# Die Aufgabe:
Skaliere die Zeilen zwischen der Zeile mit „In this exercise you will locate the player's“ und dem Ende des Materials, beide eingeschlossen. Gib sie vollständig wieder, multipliziere dabei aber jede Koordinate in den Antworten mit 1,05 und runde auf ganze Zahlen, Hälften nach oben.

# Zu bearbeitende Daten:
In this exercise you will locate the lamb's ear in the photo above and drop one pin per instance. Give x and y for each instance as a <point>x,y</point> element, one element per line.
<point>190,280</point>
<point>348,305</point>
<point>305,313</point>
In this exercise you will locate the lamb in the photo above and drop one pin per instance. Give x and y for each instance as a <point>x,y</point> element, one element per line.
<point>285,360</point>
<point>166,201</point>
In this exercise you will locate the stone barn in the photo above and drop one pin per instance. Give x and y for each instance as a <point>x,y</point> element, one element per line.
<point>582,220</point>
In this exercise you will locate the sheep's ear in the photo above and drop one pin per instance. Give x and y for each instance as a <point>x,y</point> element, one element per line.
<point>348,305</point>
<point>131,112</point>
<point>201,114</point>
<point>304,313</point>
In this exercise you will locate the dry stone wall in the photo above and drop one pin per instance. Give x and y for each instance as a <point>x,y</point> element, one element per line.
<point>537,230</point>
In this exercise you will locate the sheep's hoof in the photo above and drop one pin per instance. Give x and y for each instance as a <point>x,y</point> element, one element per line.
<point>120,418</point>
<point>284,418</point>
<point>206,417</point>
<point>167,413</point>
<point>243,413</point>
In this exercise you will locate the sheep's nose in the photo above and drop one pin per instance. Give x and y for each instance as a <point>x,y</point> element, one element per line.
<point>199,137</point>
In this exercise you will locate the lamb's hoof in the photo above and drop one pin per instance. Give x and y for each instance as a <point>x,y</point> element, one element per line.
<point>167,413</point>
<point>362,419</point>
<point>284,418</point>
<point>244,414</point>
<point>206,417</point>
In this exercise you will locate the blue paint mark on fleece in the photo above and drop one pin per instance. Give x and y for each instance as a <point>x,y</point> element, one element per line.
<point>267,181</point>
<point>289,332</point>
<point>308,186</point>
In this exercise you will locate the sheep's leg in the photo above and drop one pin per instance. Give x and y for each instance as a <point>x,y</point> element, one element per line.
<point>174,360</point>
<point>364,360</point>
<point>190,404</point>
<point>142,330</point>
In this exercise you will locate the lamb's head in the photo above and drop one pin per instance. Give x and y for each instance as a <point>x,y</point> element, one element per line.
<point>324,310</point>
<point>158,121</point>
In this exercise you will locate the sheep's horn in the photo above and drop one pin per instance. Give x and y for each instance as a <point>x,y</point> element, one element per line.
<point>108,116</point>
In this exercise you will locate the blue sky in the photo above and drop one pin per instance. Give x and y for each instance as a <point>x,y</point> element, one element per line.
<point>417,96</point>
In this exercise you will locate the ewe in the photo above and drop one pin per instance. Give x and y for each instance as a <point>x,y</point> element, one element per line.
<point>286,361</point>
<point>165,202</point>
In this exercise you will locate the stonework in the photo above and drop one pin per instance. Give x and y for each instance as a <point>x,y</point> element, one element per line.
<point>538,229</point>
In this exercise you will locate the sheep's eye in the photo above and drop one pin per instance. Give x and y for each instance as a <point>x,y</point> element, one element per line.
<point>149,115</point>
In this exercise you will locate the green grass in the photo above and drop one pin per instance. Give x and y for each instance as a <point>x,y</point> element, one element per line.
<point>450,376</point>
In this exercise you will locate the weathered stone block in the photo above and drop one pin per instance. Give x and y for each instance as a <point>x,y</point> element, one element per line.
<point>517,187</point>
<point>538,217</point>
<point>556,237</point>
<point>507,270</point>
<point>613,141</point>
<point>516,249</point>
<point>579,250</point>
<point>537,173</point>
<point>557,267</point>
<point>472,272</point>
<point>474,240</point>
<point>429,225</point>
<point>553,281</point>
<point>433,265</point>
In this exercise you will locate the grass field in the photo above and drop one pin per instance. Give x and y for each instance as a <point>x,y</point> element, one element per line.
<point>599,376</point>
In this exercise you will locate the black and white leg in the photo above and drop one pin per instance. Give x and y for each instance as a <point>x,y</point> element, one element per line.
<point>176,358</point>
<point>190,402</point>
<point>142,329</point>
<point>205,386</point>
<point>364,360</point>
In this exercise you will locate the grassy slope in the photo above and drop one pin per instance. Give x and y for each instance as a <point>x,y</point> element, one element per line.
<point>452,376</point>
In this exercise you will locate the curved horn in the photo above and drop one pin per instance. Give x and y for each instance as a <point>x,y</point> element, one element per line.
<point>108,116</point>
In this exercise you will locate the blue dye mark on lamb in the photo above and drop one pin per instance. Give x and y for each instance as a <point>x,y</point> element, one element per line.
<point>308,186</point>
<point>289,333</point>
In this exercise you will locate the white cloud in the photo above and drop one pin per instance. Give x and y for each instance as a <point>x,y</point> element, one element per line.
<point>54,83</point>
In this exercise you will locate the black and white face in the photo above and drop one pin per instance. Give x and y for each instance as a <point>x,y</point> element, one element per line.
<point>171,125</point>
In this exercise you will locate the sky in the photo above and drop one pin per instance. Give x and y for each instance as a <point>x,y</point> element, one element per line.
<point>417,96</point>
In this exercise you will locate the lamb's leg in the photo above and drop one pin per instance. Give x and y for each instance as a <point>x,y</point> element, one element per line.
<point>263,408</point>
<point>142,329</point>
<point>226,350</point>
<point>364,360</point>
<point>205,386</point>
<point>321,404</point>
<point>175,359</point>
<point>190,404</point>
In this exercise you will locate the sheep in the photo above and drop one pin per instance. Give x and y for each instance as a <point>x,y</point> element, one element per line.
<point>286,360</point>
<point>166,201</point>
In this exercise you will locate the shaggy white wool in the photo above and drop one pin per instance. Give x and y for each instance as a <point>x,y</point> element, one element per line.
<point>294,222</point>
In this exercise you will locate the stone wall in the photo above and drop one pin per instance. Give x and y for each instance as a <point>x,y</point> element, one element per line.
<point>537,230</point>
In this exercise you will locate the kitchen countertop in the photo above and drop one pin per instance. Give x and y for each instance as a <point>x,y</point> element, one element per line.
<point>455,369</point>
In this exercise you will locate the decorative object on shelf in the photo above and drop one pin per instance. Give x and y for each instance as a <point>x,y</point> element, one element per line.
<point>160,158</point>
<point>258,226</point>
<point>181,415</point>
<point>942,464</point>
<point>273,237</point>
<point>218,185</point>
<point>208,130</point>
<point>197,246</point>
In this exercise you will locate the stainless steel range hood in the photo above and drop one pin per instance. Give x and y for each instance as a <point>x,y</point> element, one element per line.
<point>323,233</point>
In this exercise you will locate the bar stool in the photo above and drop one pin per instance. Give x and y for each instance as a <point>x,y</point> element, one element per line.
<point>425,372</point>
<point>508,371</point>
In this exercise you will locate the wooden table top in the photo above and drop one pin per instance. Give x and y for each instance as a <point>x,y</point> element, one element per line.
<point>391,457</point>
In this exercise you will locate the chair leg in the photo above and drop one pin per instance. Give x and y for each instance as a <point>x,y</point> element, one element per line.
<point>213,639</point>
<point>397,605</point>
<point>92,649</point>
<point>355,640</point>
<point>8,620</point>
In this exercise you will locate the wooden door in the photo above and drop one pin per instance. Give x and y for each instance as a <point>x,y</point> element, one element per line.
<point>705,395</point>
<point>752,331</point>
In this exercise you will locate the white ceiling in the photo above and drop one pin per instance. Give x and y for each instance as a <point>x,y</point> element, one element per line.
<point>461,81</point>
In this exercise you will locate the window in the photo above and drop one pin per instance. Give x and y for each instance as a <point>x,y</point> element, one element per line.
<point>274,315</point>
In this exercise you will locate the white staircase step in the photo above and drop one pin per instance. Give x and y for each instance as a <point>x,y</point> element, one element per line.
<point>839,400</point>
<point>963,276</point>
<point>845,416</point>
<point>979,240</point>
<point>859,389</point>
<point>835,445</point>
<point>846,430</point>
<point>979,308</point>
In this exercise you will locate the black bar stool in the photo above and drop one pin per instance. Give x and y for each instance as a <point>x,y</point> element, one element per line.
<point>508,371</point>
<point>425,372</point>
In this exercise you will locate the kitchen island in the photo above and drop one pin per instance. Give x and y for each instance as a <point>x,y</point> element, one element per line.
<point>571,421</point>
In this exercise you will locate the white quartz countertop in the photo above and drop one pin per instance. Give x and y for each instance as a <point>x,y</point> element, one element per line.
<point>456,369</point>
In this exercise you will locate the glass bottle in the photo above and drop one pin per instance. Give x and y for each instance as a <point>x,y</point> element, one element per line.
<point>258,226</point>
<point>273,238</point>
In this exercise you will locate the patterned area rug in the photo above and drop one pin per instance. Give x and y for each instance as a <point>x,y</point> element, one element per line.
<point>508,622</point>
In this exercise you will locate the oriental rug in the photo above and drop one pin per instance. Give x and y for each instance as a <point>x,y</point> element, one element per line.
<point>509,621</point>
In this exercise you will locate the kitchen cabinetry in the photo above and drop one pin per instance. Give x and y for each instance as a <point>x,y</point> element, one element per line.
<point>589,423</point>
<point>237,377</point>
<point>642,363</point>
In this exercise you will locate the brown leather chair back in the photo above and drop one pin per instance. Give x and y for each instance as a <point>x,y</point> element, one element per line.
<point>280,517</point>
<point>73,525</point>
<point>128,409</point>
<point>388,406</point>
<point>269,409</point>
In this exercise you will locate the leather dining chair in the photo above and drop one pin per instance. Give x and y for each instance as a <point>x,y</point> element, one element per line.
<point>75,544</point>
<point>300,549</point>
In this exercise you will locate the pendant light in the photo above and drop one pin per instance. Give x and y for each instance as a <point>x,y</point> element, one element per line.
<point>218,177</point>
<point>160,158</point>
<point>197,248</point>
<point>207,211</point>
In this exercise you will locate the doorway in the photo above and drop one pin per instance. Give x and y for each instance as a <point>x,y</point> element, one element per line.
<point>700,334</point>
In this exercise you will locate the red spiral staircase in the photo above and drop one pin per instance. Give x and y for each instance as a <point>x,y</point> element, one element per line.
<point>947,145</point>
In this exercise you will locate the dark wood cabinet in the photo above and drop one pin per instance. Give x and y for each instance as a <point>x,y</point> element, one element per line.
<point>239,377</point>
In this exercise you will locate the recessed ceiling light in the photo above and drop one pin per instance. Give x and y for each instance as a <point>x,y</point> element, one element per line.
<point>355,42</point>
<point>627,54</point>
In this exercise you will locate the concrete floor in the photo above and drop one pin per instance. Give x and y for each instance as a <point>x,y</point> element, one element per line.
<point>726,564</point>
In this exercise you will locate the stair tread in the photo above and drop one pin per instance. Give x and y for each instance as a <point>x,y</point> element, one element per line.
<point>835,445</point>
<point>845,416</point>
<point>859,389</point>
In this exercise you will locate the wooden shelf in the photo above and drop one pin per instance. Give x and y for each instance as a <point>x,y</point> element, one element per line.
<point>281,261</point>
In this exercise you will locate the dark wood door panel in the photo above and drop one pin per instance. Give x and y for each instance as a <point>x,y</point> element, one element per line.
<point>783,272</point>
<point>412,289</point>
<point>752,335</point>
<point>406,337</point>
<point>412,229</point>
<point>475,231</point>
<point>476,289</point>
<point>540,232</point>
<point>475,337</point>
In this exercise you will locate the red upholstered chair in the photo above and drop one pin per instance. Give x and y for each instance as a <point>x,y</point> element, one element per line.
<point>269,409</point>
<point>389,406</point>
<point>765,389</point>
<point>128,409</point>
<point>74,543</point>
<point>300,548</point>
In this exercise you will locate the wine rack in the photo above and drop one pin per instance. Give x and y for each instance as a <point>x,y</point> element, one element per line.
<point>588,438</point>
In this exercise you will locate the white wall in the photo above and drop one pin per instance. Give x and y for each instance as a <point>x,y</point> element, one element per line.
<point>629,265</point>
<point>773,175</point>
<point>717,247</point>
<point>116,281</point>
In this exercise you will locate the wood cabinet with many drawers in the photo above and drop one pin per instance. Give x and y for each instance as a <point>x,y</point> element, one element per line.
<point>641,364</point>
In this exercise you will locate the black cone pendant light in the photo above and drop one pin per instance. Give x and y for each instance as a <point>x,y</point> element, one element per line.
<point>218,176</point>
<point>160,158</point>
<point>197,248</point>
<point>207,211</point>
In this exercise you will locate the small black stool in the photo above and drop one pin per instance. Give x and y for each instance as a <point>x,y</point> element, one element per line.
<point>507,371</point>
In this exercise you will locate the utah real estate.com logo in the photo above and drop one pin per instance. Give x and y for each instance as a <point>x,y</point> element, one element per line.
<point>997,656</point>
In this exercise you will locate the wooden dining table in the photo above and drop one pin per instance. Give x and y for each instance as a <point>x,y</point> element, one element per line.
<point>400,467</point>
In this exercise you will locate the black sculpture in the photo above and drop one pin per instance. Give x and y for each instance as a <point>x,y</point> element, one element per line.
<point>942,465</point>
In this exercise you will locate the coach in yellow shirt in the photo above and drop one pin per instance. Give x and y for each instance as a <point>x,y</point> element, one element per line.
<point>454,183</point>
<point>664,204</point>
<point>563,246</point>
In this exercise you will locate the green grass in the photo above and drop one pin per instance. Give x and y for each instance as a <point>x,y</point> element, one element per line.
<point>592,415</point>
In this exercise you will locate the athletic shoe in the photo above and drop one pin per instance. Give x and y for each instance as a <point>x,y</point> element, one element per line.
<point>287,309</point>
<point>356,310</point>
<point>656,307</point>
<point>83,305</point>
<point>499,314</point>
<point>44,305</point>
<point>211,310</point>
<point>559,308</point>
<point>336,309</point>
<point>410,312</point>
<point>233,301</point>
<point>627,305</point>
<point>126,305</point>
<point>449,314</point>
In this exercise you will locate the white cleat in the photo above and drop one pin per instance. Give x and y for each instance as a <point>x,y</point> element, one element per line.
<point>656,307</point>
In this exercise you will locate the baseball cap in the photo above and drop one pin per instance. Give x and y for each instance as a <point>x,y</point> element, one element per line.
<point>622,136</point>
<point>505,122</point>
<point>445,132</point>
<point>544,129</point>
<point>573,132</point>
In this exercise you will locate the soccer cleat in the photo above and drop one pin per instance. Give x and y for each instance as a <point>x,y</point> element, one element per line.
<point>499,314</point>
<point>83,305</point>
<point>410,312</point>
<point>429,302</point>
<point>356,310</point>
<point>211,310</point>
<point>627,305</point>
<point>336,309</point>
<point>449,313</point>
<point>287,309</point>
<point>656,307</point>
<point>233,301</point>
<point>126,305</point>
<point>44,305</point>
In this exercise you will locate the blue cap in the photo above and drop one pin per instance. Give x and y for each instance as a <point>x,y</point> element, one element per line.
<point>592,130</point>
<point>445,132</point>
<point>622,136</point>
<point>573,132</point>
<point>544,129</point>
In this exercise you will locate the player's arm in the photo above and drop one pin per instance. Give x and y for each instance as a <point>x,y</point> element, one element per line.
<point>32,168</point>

# Lösung der Aufgabe:
In this exercise you will locate the player's arm in the photo above and drop one pin per instance. Give x and y for each instance as a <point>x,y</point> element, one element per line.
<point>34,176</point>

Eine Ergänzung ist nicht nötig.